**Fragmento:**
▼

También lo vi en el video de una nota de televisión, nadando en la playa, temerario como se debe ser a su edad. Después de esa imagen aparece su madre, con los ojos hinchados de tanto llorar, tras más de una semana sin saber dónde está Kiki, como lo llamaban su ex novia y sus amigos. Al verla es inevitable reflexionar cómo se puede enfrentar cada día con ese dolor.
La desaparición de personas es, sin duda, la tragedia más importante que vive Jalisco. Desde el momento en que empezó a publicarse la información de que Kiki no aparecía, no he podido dejar de pensar en qué momento se tuerce el destino de las personas de esa manera tan terrible. Cómo puede un joven, que es igual que nuestros hijos, que estuvo en la misma aula, que se sentó bajo el mismo árbol a charlar, que bromeó como cualquier chico de su edad, de pronto ser parte de la peor estadística.
Jalisco es líder en la desaparición de personas. Jalisco es líder a pesar de la política que siguen las autoridades estatales de desaparecer a los desaparecidos en el registro oficial. A pesar de que borren las fichas que sus familias colocan en los espacios del Centro de Guadalajara para que todos sepamos que vivimos en una tragedia. Jalisco es líder en desaparición de personas y esas personas tienen que ver con nosotros. Son nuestros vecinos, nuestros conocidos, nuestros amigos, nuestra familia. El problema lo tenemos aquí y no parece que exista una salida.

▲

**Ejercicios:**
A) Según el fragmento, ¿en qué es líder Jalisco?
B) Localiza en los registros todas las líneas que contienen la palabra "with" y cópialas.
El fragmento y los registros son materiales independientes entre sí.

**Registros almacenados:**

▼

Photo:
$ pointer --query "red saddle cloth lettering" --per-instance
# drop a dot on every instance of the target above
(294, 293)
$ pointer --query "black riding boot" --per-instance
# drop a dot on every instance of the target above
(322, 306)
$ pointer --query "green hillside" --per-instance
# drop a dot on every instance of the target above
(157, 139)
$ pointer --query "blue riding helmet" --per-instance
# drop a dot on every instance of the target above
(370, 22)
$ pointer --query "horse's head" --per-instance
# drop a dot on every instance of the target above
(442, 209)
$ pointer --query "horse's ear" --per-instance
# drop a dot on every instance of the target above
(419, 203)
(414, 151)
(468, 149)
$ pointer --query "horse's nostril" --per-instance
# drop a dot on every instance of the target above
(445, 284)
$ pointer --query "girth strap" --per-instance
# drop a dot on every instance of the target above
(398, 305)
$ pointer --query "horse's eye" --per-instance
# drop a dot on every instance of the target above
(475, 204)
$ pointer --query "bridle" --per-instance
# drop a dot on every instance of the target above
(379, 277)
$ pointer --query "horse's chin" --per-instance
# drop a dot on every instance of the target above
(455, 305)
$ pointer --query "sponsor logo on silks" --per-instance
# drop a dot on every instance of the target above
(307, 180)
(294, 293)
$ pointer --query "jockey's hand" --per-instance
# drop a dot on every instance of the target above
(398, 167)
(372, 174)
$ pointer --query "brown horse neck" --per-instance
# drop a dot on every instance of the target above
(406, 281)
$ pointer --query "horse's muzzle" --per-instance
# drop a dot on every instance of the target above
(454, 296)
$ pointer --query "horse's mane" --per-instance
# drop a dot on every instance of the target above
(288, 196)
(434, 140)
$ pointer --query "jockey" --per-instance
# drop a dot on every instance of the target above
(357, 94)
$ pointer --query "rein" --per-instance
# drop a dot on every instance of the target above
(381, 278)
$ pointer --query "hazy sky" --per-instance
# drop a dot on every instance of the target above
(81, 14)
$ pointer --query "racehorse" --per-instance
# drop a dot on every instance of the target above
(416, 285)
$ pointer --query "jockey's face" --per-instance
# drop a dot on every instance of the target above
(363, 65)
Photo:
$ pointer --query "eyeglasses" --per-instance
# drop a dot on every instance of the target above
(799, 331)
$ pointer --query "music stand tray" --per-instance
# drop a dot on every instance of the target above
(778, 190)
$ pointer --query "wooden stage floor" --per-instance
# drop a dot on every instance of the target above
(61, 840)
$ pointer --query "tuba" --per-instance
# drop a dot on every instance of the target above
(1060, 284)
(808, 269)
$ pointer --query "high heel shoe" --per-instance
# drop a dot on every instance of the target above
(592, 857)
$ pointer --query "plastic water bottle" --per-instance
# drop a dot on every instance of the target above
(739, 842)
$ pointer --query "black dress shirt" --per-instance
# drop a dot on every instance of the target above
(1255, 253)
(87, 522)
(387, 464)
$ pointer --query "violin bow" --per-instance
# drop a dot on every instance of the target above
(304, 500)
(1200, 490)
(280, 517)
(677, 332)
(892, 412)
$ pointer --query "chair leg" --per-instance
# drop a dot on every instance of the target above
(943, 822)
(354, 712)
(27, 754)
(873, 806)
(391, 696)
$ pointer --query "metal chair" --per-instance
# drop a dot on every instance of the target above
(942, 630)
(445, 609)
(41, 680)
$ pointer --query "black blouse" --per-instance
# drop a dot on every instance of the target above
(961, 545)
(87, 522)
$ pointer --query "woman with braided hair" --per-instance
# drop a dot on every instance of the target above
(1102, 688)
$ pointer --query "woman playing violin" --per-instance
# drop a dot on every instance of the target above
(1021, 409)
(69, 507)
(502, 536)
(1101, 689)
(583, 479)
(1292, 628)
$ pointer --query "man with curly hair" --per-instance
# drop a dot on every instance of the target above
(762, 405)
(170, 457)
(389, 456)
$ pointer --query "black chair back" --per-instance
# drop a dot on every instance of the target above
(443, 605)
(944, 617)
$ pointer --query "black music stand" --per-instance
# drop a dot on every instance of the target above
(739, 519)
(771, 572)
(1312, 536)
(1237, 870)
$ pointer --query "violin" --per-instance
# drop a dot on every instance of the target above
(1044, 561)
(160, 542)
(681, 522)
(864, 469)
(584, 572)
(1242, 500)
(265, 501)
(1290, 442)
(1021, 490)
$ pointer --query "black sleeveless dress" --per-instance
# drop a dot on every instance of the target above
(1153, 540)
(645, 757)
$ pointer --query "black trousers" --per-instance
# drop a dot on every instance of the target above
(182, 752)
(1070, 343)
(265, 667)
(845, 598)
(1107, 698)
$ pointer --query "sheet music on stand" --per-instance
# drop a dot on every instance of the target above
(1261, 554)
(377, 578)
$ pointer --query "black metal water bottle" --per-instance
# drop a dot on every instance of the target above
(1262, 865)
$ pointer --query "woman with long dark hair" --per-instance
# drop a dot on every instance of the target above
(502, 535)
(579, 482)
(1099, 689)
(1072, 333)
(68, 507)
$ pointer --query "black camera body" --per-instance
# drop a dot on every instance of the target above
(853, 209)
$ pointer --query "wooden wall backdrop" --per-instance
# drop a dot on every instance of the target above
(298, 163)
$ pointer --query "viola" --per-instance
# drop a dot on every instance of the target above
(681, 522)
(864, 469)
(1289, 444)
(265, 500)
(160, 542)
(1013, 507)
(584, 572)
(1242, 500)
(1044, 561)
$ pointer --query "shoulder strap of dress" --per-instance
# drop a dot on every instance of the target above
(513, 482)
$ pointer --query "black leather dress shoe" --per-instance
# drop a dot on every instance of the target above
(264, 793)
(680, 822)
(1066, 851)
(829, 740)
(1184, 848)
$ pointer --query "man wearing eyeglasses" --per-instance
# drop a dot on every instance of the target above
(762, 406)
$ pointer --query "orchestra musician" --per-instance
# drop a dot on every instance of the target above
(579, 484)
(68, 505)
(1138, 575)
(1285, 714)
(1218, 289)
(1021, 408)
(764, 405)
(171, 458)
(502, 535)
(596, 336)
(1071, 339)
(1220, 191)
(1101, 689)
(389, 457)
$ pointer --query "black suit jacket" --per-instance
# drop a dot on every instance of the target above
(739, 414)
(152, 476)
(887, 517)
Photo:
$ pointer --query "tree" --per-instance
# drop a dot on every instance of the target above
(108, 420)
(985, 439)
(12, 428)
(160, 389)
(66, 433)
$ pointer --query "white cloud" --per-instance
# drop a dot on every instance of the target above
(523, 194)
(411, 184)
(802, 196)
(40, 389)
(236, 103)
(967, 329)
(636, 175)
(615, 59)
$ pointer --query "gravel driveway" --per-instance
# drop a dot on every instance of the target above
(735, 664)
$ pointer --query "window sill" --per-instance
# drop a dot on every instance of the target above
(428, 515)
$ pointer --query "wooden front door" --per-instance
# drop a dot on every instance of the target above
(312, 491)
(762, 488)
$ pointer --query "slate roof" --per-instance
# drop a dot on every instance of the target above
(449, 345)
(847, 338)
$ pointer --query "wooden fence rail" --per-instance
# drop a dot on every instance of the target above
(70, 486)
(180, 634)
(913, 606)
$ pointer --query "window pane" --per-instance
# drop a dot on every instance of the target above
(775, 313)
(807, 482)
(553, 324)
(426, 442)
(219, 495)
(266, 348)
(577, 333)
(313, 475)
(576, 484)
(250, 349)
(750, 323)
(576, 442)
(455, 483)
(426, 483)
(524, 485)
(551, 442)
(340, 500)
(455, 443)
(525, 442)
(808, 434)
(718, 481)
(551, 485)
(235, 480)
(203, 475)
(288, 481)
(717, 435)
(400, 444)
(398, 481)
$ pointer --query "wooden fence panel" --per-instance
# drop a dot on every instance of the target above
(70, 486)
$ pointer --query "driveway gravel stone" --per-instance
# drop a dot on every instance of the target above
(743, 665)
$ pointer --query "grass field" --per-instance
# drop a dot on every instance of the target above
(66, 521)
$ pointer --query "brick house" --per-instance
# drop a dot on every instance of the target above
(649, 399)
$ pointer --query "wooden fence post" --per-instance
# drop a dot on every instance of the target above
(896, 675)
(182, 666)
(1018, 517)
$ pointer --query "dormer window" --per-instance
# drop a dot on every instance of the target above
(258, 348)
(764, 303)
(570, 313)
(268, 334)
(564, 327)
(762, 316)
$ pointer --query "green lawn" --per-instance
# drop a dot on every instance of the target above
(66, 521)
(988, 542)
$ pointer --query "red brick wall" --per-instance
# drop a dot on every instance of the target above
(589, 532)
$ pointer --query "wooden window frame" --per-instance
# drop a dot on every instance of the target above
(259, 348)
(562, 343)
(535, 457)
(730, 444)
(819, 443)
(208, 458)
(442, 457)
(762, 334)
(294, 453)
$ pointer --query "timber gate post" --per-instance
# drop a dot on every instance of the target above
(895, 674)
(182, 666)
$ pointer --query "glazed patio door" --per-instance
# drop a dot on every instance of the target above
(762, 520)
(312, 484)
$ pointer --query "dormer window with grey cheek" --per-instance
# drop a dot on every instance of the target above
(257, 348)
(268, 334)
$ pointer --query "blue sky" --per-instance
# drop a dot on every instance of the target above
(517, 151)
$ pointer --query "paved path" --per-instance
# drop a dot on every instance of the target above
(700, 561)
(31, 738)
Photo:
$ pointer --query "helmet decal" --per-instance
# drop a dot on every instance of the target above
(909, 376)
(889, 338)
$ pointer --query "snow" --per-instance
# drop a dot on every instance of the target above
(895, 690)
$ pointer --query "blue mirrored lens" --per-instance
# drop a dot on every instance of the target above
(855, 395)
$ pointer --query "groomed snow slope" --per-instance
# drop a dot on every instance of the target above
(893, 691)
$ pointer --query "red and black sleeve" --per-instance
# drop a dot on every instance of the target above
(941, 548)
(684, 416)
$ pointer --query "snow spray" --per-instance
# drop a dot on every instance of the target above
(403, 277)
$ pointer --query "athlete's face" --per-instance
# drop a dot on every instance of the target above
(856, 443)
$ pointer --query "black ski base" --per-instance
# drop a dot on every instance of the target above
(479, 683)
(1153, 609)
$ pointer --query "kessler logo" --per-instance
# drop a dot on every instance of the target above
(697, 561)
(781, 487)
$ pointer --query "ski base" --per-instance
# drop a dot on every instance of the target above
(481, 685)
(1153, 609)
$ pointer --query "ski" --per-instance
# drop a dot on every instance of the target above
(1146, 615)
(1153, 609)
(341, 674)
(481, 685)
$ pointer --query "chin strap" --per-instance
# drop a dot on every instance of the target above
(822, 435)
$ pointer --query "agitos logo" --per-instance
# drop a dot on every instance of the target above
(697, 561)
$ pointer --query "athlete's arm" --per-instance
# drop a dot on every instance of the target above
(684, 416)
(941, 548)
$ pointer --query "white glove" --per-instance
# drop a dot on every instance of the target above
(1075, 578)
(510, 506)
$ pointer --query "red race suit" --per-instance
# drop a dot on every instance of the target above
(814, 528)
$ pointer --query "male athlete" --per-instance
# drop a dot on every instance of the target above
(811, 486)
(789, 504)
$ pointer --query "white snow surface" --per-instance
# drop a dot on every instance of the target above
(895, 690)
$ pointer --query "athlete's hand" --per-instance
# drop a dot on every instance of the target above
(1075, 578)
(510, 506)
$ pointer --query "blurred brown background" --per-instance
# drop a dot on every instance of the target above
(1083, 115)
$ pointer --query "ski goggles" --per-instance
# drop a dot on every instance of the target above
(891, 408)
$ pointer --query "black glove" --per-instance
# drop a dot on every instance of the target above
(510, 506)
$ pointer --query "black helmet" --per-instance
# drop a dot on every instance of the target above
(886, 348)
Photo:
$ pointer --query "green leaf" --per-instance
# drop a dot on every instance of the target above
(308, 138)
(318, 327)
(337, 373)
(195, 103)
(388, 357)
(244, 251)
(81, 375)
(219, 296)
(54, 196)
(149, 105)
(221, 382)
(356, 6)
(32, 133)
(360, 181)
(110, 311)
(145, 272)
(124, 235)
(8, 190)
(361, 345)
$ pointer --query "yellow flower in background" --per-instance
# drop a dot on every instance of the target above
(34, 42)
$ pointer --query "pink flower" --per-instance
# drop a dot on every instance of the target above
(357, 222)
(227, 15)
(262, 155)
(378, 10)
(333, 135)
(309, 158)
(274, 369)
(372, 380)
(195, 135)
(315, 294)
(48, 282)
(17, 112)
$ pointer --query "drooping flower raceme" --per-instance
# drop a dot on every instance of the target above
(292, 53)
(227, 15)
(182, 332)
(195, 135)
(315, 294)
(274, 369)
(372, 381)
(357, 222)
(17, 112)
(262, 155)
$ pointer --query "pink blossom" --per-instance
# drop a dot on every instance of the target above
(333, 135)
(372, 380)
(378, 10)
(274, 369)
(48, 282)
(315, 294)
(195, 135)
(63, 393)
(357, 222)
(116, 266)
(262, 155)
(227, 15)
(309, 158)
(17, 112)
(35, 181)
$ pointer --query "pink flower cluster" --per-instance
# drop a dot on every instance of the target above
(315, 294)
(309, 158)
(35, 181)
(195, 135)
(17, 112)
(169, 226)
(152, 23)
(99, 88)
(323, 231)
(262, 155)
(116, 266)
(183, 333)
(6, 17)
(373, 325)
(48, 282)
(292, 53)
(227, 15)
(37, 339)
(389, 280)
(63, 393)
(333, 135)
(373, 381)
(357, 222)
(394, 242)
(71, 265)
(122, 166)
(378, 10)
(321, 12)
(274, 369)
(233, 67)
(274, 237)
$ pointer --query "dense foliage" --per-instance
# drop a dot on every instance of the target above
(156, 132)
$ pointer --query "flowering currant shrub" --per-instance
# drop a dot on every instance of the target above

▲

**Respuestas por ejercicio:**
A) En la desaparición de personas.

B)
$ pointer --query "woman with braided hair" --per-instance
$ pointer --query "man with curly hair" --per-instance
$ pointer --query "woman with long dark hair" --per-instance
$ pointer --query "dormer window with grey cheek" --per-instance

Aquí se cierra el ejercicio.